(Source data):
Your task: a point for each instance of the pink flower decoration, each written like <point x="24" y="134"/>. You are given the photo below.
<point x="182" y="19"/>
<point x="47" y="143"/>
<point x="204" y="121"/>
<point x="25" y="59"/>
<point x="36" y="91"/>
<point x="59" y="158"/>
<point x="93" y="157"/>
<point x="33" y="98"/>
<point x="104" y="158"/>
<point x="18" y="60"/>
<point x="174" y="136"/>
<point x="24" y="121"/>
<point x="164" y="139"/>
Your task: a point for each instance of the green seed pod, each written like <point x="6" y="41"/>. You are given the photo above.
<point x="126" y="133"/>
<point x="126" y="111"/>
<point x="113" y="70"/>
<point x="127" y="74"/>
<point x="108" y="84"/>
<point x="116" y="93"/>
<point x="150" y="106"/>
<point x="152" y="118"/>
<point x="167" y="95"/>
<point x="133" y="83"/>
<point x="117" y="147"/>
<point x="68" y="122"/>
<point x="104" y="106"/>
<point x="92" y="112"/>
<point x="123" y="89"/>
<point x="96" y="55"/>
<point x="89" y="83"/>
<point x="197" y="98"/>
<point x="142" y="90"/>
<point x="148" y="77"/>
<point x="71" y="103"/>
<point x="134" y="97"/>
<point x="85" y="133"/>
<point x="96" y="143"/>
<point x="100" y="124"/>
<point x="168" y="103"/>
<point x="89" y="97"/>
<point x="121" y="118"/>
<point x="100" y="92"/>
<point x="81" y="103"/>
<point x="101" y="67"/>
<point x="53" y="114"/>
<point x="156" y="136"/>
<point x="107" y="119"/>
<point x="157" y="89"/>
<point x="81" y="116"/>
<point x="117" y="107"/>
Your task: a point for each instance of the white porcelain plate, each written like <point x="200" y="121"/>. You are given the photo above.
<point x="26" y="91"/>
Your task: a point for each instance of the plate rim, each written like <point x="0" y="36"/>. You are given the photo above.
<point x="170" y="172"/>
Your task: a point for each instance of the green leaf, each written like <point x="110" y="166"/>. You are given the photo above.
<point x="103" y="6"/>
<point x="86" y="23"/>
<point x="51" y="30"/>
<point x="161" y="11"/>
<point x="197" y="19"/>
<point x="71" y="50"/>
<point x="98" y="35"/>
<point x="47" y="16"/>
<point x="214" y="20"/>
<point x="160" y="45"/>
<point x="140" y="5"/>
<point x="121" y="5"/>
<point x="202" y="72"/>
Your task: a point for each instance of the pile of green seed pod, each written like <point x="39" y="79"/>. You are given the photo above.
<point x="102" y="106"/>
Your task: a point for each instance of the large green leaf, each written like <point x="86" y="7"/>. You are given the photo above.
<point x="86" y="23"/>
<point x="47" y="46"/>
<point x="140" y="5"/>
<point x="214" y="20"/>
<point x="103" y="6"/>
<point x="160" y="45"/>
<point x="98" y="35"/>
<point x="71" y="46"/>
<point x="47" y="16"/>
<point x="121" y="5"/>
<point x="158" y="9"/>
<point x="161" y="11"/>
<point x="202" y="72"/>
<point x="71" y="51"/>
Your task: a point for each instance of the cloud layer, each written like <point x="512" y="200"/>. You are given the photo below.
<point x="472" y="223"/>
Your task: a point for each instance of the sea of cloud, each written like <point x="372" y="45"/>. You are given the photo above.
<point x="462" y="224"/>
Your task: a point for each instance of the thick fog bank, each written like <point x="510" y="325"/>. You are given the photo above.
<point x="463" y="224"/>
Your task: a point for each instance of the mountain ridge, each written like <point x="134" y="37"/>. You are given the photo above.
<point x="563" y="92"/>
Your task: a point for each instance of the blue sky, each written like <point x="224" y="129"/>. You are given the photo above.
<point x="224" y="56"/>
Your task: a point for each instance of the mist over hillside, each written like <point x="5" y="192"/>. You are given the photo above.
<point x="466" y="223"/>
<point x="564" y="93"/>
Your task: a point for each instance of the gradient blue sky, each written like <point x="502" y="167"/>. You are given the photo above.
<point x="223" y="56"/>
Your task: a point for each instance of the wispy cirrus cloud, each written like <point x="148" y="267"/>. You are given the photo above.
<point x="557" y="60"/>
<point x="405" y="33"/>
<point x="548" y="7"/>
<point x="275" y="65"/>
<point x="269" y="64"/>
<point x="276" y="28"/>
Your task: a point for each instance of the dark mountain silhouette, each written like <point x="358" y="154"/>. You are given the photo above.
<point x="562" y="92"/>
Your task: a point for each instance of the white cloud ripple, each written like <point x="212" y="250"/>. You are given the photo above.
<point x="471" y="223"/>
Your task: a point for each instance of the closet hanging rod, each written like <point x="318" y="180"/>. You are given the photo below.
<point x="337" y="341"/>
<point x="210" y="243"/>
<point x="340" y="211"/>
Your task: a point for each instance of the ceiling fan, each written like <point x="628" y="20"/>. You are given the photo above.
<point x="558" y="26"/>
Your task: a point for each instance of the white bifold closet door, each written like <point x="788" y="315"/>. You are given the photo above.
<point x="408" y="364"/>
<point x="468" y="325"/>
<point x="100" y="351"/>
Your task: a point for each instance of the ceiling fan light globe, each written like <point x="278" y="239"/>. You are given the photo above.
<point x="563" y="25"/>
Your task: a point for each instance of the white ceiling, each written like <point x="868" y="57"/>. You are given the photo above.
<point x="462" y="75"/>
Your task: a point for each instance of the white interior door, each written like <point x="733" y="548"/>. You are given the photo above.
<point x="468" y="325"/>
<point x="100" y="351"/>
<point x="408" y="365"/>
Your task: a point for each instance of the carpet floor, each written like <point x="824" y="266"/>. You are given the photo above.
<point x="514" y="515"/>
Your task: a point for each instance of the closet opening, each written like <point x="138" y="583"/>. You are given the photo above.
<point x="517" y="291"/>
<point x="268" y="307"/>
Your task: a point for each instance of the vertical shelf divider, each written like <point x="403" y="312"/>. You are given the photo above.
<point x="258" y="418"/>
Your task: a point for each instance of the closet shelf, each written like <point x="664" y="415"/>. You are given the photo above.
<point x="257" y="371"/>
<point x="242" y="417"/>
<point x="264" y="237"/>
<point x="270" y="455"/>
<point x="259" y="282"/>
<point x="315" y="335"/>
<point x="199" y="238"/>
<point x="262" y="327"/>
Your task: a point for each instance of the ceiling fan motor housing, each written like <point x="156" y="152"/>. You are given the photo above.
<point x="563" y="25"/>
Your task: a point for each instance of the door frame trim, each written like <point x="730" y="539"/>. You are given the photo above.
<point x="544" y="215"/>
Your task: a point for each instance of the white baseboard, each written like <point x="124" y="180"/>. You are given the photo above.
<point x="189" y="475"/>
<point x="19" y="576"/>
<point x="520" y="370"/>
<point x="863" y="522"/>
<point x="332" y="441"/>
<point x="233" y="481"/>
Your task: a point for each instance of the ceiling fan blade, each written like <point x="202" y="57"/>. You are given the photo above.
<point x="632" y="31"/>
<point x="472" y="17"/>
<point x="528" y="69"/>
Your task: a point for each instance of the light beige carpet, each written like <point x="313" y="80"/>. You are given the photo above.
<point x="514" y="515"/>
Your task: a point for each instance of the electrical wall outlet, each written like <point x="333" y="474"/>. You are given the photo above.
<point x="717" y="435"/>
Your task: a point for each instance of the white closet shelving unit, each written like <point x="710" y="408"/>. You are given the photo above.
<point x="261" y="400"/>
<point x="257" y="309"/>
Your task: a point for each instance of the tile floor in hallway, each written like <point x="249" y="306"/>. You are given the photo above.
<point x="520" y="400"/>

(Exercise description):
Return an exact copy of the listing above, complete in every line.

(Your response):
Your task: a point for each instance of the pink flower decoration, each written like <point x="24" y="134"/>. You are given the photo below.
<point x="182" y="19"/>
<point x="47" y="143"/>
<point x="204" y="121"/>
<point x="25" y="59"/>
<point x="36" y="91"/>
<point x="59" y="158"/>
<point x="93" y="157"/>
<point x="33" y="98"/>
<point x="104" y="158"/>
<point x="18" y="60"/>
<point x="174" y="136"/>
<point x="24" y="121"/>
<point x="164" y="139"/>
Your task: a point for each instance of the green seed pod, each written like <point x="6" y="41"/>. You are given the photo above.
<point x="126" y="133"/>
<point x="126" y="111"/>
<point x="113" y="70"/>
<point x="127" y="74"/>
<point x="108" y="84"/>
<point x="116" y="93"/>
<point x="150" y="106"/>
<point x="152" y="118"/>
<point x="167" y="95"/>
<point x="133" y="83"/>
<point x="117" y="147"/>
<point x="68" y="122"/>
<point x="104" y="106"/>
<point x="92" y="112"/>
<point x="123" y="89"/>
<point x="96" y="55"/>
<point x="89" y="83"/>
<point x="197" y="98"/>
<point x="142" y="90"/>
<point x="148" y="77"/>
<point x="71" y="103"/>
<point x="134" y="97"/>
<point x="85" y="133"/>
<point x="96" y="143"/>
<point x="100" y="124"/>
<point x="168" y="103"/>
<point x="89" y="97"/>
<point x="121" y="118"/>
<point x="100" y="92"/>
<point x="81" y="103"/>
<point x="101" y="67"/>
<point x="53" y="114"/>
<point x="156" y="136"/>
<point x="107" y="119"/>
<point x="157" y="89"/>
<point x="81" y="116"/>
<point x="117" y="107"/>
Your task: a point for each instance of the white porcelain plate, each written like <point x="200" y="121"/>. You are given the photo above.
<point x="26" y="91"/>
Your task: a point for each instance of the plate rim, each written like <point x="0" y="36"/>. You are given the photo above.
<point x="170" y="172"/>
Your task: a point for each instance of the green leaf, each written like <point x="110" y="166"/>. You are given the photo above.
<point x="103" y="6"/>
<point x="86" y="23"/>
<point x="51" y="30"/>
<point x="161" y="11"/>
<point x="197" y="19"/>
<point x="71" y="50"/>
<point x="98" y="35"/>
<point x="47" y="16"/>
<point x="214" y="20"/>
<point x="160" y="45"/>
<point x="140" y="5"/>
<point x="121" y="5"/>
<point x="202" y="72"/>
Your task: a point for each instance of the pile of green seed pod, each written like <point x="39" y="79"/>. You are given the photo above.
<point x="102" y="106"/>
Your task: a point for each instance of the large green leaf, each written like <point x="86" y="7"/>. You are given the photo above.
<point x="86" y="23"/>
<point x="47" y="46"/>
<point x="140" y="5"/>
<point x="214" y="20"/>
<point x="103" y="6"/>
<point x="160" y="45"/>
<point x="98" y="35"/>
<point x="71" y="46"/>
<point x="47" y="16"/>
<point x="121" y="5"/>
<point x="158" y="9"/>
<point x="161" y="11"/>
<point x="202" y="72"/>
<point x="71" y="51"/>
Your task: a point for each instance of the cloud layer, each written like <point x="512" y="200"/>. You are given the photo below.
<point x="472" y="223"/>
Your task: a point for each instance of the sea of cloud, each written like <point x="372" y="45"/>. You are given the photo above.
<point x="462" y="224"/>
Your task: a point for each instance of the thick fog bank, each written like <point x="510" y="325"/>. You are given the photo above.
<point x="463" y="224"/>
Your task: a point for each instance of the mountain ridge, each written like <point x="134" y="37"/>. You are given the photo above.
<point x="563" y="92"/>
Your task: a point for each instance of the blue sky, each written like <point x="224" y="129"/>. You are given the photo above.
<point x="224" y="56"/>
Your task: a point for each instance of the mist over hillside, each written like <point x="5" y="192"/>. You are given the photo above.
<point x="466" y="223"/>
<point x="564" y="93"/>
Your task: a point for each instance of the gradient blue sky, each written like <point x="502" y="167"/>. You are given the photo above.
<point x="223" y="56"/>
Your task: a point for each instance of the wispy cirrus cloud, each written like <point x="148" y="267"/>. You are given the photo above.
<point x="557" y="60"/>
<point x="405" y="33"/>
<point x="548" y="7"/>
<point x="275" y="65"/>
<point x="269" y="64"/>
<point x="276" y="28"/>
Your task: a point for each instance of the dark mountain silhouette, each written like <point x="358" y="154"/>. You are given the photo above.
<point x="562" y="92"/>
Your task: a point for each instance of the white cloud ripple, each written like <point x="212" y="250"/>. You are given the photo above.
<point x="471" y="223"/>
Your task: a point for each instance of the closet hanging rod, each written like <point x="318" y="180"/>. You are given the photo below.
<point x="337" y="341"/>
<point x="210" y="243"/>
<point x="340" y="211"/>
Your task: a point for each instance of the ceiling fan, each written like <point x="628" y="20"/>. You are given the photo above.
<point x="558" y="26"/>
Your task: a point for each instance of the white bifold closet door, each written like <point x="788" y="315"/>. You are given the photo above.
<point x="408" y="364"/>
<point x="468" y="325"/>
<point x="100" y="351"/>
Your task: a point for each instance of the ceiling fan light globe, each written like <point x="278" y="239"/>. You are given the photo above.
<point x="563" y="25"/>
Your task: a point for each instance of the white ceiling, each written like <point x="868" y="57"/>. You are given the photo above.
<point x="462" y="75"/>
Your task: a point for each instance of the white interior door, each written like <point x="733" y="548"/>. You are given the photo above.
<point x="468" y="325"/>
<point x="100" y="351"/>
<point x="408" y="365"/>
Your task: a point for each instance of the carpet floor, each written like <point x="824" y="266"/>. You are given the photo above.
<point x="514" y="515"/>
Your task: a point for each instance of the closet opening, each written like <point x="138" y="583"/>. You are given the photo above.
<point x="517" y="291"/>
<point x="268" y="307"/>
Your task: a point for each instance of the vertical shelf divider, each written like <point x="403" y="312"/>. You are given the photo above.
<point x="258" y="418"/>
Your task: a point for each instance of the closet shelf, each written like <point x="664" y="415"/>. You are given the photo above.
<point x="257" y="371"/>
<point x="242" y="417"/>
<point x="264" y="237"/>
<point x="270" y="455"/>
<point x="259" y="282"/>
<point x="315" y="335"/>
<point x="199" y="238"/>
<point x="262" y="327"/>
Your task: a point for each instance of the ceiling fan motor housing, each written like <point x="156" y="152"/>. You are given the photo above.
<point x="563" y="25"/>
Your task: a point for each instance of the door frame trim, each written like <point x="730" y="539"/>. You are given the photo above.
<point x="544" y="215"/>
Your task: a point for each instance of the white baseboard, each written like <point x="124" y="180"/>. You are given the photo above.
<point x="189" y="475"/>
<point x="19" y="576"/>
<point x="520" y="370"/>
<point x="863" y="522"/>
<point x="332" y="441"/>
<point x="233" y="481"/>
Your task: a point for each instance of the ceiling fan blade, each written like <point x="202" y="57"/>. You are given the photo above.
<point x="632" y="31"/>
<point x="472" y="17"/>
<point x="528" y="69"/>
Your task: a point for each instance of the light beige carpet, each written like <point x="313" y="80"/>. You are given the photo above.
<point x="514" y="515"/>
Your task: a point for each instance of the electrical wall outlet, each written like <point x="333" y="474"/>. You are given the photo above.
<point x="717" y="435"/>
Your task: a point for each instance of the white closet shelving unit, each written like <point x="710" y="408"/>. You are given the photo above.
<point x="261" y="400"/>
<point x="257" y="309"/>
Your task: a point for each instance of the tile floor in hallway, each written like <point x="249" y="306"/>. You are given the photo above.
<point x="520" y="400"/>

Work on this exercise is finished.